Input:
· · ·

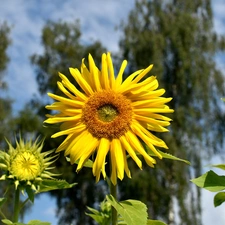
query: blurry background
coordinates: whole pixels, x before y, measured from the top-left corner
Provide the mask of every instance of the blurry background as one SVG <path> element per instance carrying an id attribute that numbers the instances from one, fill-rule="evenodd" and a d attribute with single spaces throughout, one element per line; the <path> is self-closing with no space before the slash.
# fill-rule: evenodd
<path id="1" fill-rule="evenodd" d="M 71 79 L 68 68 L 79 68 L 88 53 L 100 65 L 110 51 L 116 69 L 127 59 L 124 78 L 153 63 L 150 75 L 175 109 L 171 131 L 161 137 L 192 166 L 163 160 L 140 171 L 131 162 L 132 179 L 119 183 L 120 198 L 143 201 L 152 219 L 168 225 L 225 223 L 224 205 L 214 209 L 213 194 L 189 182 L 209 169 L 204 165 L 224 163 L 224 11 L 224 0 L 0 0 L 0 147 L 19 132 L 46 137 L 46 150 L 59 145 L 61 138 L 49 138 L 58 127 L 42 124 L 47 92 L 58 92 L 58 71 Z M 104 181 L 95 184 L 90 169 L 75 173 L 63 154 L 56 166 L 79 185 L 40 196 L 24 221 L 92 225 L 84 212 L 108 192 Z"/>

· · ·

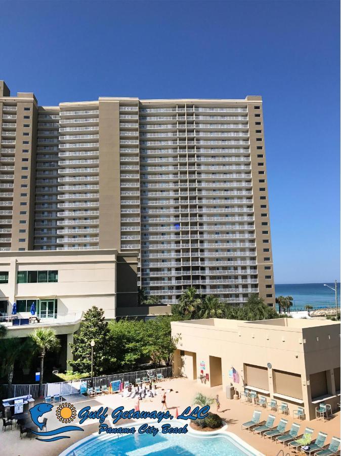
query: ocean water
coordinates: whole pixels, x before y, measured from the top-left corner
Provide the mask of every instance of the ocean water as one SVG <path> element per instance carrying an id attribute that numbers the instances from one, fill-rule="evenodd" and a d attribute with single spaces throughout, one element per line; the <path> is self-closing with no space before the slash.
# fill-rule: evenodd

· · ·

Identify every line in the items above that contains the word "Provide", and copy each of those lines. Treat uppercase and lowercase as different, so only matches with the same case count.

Exercise solution:
Provide the mask of every instance of the blurry background as one SVG <path> element per instance carrying an id attribute that numbers the instances from one, fill-rule="evenodd" and a d attribute with single spaces throughout, one element per line; the <path> is self-closing with no space before the slash.
Provide the mask of every instance of the ocean water as one SVG <path> element per instance carrying an id attribute that numbers the instances from one, fill-rule="evenodd" and a d attribute with single spaces throughout, one element per line; the <path> is self-closing with no space before the slash.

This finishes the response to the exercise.